With Custom Kafka Configuration

java -jar kafka-csv-loader.jar \
  --csv data.csv \
  --schema schema.avsc \
  --topic my-topic \
  --bootstrap-servers kafka1:9092,kafka2:9092 \
  --schema-registry http://schema-registry:8081

Using a Specific Column as Message Key

java -jar kafka-csv-loader.jar \
  --csv orders.csv \
  --schema order-schema.avsc \
  --topic orders \
  --key-field order_id

With Batching (Recommended for Large Files)

# Synchronous batching (safe, recommended)
java -jar kafka-csv-loader.jar \
  --csv large-file.csv \
  --schema schema.avsc \
  --topic my-topic \
  --batch-size 100

# Asynchronous batching (maximum performance)
java -jar kafka-csv-loader.jar \
  --csv large-file.csv \
  --schema schema.avsc \
  --topic my-topic \
  --batch-size 100 \
  --async

Dry Run Mode (Validation Only)

java -jar kafka-csv-loader.jar \
  --csv users.csv \
  --schema user-schema.avsc \
  --topic users \
  --dry-run

🔍 Dry Run Mode

Validate your CSV and schema without actually sending data to Kafka using the --dry-run flag.

=== Provided data ===
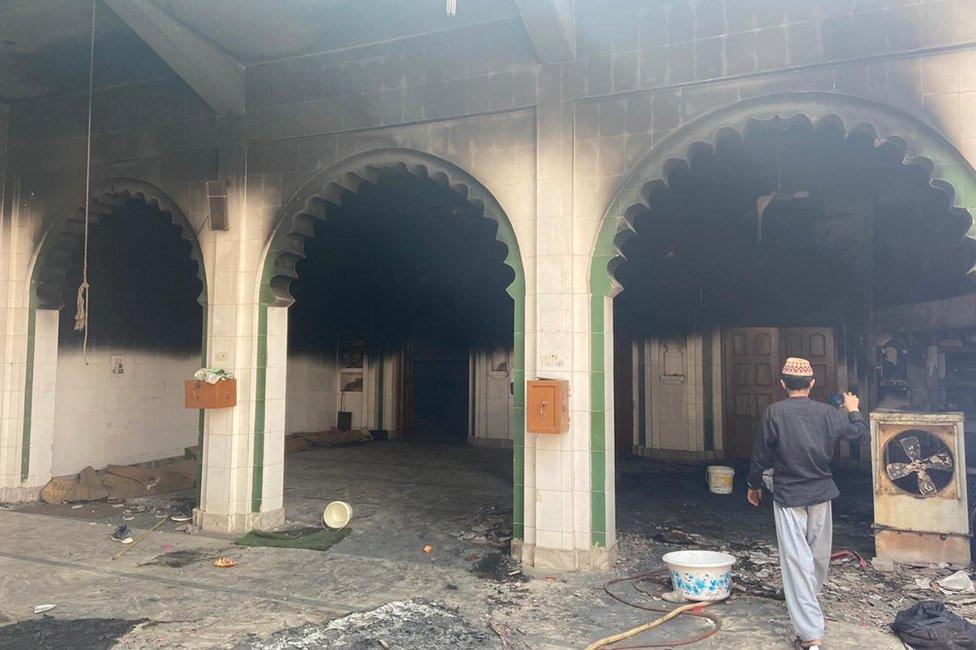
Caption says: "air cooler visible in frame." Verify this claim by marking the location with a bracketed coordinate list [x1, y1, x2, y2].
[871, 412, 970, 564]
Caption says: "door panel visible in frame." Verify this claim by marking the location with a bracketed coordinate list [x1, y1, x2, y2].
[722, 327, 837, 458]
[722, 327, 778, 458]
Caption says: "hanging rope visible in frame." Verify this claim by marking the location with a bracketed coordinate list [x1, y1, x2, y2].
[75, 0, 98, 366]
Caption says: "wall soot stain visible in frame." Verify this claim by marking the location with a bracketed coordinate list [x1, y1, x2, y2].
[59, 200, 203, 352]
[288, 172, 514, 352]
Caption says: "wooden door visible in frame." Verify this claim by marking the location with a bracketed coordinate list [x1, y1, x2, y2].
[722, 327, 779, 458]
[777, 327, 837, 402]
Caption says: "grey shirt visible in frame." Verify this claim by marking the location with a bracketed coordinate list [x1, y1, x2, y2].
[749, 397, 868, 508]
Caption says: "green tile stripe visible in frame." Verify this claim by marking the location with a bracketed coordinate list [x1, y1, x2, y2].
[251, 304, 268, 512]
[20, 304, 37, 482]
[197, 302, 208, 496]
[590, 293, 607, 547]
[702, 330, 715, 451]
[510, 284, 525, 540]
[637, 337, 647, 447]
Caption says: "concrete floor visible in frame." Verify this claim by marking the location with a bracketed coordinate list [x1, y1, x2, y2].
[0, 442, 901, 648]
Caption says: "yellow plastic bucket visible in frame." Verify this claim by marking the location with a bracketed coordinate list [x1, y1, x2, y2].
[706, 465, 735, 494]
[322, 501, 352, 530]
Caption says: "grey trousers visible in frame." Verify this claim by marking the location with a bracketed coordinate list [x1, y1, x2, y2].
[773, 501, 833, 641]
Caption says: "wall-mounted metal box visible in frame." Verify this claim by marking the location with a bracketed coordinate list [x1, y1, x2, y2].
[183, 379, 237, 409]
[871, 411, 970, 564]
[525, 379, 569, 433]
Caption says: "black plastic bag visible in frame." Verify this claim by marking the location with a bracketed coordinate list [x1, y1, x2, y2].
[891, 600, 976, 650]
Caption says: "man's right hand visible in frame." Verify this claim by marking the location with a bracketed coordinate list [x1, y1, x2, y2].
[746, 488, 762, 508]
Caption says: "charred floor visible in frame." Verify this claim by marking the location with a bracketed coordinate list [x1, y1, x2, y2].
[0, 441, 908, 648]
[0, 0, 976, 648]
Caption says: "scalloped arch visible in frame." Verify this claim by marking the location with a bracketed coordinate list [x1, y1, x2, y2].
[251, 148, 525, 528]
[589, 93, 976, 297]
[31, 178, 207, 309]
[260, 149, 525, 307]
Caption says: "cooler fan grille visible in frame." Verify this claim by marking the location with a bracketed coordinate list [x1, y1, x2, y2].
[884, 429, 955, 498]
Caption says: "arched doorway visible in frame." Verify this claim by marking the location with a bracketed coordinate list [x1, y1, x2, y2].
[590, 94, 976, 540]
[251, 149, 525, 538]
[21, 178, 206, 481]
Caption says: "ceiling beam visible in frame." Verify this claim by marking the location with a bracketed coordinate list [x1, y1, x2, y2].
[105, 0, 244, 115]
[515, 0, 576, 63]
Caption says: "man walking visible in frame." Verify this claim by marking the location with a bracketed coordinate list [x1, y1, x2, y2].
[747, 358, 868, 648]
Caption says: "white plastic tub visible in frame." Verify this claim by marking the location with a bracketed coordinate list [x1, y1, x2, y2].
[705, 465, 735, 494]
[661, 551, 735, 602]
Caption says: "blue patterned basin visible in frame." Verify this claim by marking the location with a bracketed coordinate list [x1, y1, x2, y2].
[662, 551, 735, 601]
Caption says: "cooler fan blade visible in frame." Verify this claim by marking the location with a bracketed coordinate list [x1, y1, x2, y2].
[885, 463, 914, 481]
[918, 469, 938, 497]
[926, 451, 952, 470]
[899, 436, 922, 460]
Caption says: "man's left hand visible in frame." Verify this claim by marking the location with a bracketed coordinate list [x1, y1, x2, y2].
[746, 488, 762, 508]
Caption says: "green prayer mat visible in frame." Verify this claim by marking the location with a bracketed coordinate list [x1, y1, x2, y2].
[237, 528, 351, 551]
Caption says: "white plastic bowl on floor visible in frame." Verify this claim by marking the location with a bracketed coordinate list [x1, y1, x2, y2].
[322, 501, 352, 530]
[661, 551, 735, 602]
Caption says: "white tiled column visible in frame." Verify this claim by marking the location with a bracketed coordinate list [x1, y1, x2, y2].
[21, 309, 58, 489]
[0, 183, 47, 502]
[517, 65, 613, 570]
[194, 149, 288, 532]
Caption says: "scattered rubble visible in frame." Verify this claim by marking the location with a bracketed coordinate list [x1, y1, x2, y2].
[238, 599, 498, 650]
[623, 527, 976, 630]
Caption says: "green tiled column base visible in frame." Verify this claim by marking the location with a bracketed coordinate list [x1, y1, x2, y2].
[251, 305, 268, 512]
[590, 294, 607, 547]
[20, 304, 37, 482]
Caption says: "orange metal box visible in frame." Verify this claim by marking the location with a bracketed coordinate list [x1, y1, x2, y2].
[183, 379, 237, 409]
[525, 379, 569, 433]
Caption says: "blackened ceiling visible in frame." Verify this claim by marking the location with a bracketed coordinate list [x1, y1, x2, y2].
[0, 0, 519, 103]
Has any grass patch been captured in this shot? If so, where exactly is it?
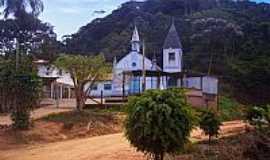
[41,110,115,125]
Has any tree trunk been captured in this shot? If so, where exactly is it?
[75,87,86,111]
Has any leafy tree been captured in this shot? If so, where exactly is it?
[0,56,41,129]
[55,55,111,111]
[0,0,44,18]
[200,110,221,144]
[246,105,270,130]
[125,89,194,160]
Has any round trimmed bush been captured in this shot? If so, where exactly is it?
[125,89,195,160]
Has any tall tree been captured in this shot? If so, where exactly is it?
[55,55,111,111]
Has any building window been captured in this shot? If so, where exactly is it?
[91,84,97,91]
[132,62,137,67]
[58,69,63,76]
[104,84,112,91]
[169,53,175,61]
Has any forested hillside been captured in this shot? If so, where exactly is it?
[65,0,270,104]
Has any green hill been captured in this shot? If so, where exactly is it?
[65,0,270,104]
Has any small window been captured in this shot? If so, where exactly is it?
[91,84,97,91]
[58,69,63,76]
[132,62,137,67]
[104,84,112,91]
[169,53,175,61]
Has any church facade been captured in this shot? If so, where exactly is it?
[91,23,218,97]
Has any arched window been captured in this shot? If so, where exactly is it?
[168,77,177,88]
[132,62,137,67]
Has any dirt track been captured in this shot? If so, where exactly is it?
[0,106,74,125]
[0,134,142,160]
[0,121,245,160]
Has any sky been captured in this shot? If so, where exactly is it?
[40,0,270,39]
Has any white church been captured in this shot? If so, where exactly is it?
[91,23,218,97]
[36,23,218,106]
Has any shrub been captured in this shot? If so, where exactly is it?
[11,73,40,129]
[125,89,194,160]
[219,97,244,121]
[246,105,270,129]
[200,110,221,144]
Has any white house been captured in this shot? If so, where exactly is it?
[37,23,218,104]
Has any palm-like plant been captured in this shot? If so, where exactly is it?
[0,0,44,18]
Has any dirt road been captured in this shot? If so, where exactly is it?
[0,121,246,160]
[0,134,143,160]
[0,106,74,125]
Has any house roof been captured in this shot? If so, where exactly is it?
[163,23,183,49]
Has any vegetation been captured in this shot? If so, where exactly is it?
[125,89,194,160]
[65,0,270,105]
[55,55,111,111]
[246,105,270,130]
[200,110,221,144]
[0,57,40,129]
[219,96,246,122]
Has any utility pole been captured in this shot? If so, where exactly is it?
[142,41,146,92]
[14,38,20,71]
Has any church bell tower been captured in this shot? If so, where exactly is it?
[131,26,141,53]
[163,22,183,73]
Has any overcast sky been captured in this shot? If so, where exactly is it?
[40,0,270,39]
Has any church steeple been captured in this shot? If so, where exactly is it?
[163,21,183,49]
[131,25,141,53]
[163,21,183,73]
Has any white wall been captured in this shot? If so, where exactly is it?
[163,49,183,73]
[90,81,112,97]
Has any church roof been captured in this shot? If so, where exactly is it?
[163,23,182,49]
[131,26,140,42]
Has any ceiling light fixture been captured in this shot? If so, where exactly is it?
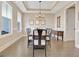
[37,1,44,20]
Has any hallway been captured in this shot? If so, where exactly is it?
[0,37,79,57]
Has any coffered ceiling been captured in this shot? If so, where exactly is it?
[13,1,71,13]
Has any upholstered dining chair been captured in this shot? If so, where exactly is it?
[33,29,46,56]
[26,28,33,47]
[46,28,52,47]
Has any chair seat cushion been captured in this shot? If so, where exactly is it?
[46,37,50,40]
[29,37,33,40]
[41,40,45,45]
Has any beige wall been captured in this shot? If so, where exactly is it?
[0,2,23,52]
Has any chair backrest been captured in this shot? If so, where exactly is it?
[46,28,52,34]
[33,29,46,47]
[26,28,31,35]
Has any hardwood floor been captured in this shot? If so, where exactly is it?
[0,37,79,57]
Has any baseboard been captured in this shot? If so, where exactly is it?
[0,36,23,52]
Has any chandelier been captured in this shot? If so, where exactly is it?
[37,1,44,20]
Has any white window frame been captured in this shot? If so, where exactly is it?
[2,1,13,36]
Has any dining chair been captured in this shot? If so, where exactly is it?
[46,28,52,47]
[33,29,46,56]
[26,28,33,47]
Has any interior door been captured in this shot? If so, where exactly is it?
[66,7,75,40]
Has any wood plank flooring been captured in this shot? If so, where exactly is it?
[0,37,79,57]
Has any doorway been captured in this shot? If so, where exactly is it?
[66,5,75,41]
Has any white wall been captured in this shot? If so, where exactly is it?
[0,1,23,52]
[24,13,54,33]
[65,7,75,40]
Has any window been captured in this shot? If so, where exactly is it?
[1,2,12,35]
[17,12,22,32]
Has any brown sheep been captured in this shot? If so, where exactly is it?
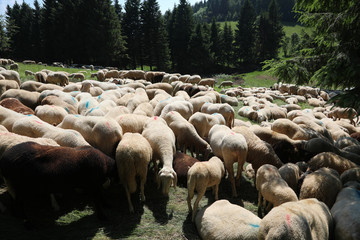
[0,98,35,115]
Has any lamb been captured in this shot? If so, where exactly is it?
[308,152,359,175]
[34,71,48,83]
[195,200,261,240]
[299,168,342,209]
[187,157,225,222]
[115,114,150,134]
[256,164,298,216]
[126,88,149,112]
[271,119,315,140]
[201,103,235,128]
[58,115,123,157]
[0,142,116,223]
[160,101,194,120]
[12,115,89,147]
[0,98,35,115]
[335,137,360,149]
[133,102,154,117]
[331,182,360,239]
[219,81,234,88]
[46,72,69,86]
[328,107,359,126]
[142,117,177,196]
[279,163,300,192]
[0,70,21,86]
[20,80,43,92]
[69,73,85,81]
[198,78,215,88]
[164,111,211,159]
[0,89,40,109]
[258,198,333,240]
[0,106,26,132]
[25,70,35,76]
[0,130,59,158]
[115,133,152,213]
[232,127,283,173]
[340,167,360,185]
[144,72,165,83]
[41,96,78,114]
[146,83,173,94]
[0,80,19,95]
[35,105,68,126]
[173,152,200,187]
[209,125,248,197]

--

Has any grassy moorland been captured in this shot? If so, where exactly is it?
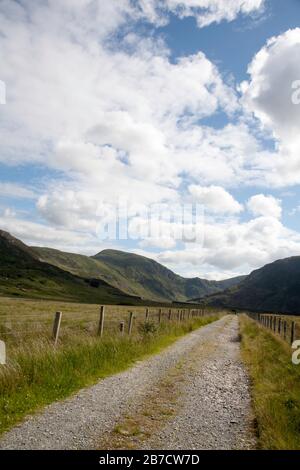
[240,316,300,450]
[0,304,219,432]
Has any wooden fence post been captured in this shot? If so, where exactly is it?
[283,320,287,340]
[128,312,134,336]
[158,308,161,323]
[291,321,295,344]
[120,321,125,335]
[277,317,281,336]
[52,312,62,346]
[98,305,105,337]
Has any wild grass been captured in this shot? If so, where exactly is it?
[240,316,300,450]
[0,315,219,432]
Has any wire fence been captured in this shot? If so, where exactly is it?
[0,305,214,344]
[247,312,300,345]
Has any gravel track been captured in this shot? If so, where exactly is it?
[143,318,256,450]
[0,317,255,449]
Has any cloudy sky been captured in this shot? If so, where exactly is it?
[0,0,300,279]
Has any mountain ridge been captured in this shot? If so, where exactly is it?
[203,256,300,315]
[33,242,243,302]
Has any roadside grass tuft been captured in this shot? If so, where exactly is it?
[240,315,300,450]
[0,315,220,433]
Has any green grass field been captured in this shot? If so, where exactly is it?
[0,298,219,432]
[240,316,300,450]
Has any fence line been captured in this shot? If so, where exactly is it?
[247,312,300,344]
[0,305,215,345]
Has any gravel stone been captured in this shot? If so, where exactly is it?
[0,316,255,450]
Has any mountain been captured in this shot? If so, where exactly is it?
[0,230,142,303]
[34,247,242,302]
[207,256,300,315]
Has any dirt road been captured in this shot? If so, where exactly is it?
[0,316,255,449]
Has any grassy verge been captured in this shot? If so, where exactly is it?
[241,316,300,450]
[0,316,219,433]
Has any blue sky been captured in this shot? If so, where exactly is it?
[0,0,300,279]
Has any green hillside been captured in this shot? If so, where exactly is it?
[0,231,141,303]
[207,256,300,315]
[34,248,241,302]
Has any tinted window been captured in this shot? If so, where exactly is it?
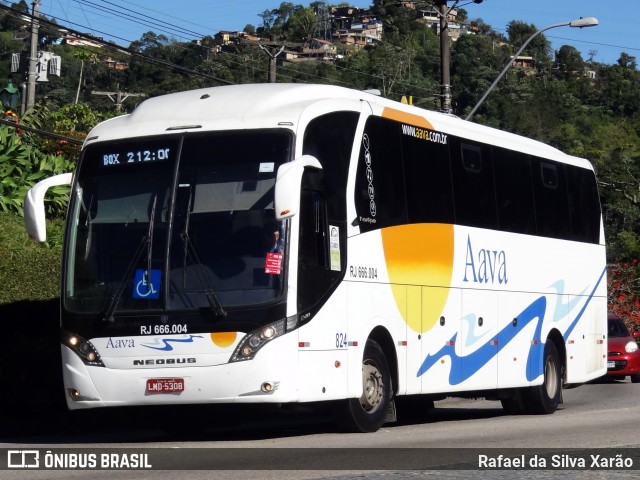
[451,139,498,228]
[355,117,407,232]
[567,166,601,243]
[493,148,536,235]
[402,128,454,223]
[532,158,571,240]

---

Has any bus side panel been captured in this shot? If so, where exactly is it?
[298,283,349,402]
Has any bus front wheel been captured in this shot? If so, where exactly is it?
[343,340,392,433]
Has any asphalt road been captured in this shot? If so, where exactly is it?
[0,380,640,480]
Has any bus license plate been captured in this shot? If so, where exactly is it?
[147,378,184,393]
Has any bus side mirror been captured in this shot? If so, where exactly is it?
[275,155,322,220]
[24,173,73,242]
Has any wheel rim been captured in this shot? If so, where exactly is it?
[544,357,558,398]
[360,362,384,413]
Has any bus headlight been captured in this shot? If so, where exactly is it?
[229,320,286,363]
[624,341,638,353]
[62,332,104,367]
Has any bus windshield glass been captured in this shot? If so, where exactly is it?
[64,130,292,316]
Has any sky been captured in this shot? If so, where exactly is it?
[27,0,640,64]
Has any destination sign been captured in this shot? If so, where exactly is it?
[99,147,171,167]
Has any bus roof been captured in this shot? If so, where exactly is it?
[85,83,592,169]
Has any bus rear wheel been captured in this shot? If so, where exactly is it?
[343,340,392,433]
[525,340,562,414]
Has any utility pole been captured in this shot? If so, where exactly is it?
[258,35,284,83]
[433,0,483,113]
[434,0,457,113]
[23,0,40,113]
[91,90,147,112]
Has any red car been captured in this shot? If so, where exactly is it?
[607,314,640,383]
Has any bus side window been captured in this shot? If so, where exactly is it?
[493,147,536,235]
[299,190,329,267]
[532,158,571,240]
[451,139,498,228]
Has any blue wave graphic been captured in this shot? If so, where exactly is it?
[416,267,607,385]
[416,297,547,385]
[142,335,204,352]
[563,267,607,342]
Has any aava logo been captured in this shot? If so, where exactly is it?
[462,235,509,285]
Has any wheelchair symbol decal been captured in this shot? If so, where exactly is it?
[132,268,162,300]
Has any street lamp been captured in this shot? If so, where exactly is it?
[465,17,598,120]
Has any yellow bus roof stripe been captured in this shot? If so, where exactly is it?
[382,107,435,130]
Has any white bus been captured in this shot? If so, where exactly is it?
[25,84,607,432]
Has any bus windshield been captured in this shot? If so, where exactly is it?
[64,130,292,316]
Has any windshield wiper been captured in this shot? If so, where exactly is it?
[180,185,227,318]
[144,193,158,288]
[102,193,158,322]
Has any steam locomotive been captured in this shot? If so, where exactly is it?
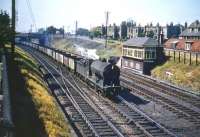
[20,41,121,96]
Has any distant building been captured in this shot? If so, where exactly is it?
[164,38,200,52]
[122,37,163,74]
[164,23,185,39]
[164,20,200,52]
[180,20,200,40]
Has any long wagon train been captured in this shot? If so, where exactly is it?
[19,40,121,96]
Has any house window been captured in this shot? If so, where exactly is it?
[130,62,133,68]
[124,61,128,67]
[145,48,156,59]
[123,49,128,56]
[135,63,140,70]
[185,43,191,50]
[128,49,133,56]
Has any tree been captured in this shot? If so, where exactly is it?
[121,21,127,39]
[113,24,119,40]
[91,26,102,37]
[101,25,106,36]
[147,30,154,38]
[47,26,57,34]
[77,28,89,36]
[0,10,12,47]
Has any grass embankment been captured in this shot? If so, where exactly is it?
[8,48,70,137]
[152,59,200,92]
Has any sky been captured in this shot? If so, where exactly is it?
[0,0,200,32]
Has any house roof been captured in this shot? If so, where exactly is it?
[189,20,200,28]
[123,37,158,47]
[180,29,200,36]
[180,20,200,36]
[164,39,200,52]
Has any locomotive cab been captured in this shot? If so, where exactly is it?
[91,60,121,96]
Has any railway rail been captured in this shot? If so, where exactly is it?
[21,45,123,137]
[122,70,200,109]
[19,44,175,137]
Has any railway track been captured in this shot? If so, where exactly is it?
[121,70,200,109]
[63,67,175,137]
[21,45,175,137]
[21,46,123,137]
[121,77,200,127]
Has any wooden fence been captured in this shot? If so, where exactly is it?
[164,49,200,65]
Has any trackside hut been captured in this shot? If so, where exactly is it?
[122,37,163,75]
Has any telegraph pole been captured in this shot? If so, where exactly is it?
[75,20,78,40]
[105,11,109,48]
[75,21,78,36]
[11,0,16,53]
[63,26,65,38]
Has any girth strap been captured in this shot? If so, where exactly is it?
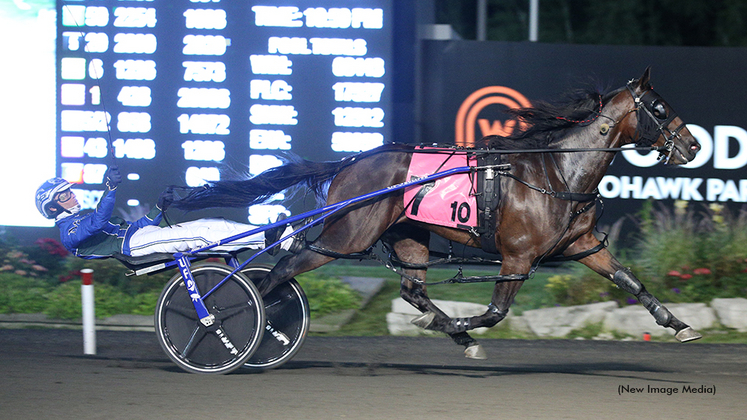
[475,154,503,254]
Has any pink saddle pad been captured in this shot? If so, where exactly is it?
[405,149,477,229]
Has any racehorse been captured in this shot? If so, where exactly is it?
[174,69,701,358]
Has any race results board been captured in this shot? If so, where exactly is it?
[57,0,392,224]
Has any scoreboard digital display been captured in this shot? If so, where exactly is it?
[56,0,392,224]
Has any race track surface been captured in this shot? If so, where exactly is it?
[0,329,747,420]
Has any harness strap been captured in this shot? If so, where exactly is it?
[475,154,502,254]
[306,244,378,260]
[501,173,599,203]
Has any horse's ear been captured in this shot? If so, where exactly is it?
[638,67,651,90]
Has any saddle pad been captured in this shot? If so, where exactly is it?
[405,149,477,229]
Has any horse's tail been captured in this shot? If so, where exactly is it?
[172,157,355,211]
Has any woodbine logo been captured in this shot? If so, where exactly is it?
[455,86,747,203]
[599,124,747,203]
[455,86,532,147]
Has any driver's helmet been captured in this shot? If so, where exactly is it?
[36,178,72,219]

=== Task goal ===
Continue the Kafka CSV loader usage guide from its last sentence.

=== Result of this exercise ===
What it does:

✅ Loads and validates the Avro schema
✅ Parses the CSV file
✅ Validates CSV headers match schema fields
✅ Validates all rows can be mapped to Avro records
✅ Reports validation errors with row numbers
❌ Does NOT connect to Kafka
❌ Does NOT send any data

Use cases:

Test your CSV data before loading to production
Validate schema compatibility
Find data quality issues early
CI/CD pipeline validation

Example output:

🚀 Kafka CSV Loader
   DRY RUN MODE - No data will be sent to Kafka

📋 Loading Avro schema... ✓
   Schema: com.example.User
   Fields: id, name, email, age

📄 Parsing CSV file... ✓
   Headers: id, name, email, age
   Rows: 1000

🔍 Validating CSV headers against schema... ✓

🔍 Validating all rows (dry run)...
   ✓ Validated 50 rows...
   ✓ Validated 100 rows...
   ...

📊 Dry Run Summary
   ✓ Valid rows: 1000
   ✗ Invalid rows: 0

✅ All rows validated successfully! Ready to load to Kafka.

⚡ Batching & Performance

For large CSV files, batching can significantly improve performance by reducing network roundtrips and improving throughput.

Batch Options

--batch-size N - Number of records to batch before sending (default: 1 = no batching)
--async - Send batches asynchronously (faster, but requires monitoring)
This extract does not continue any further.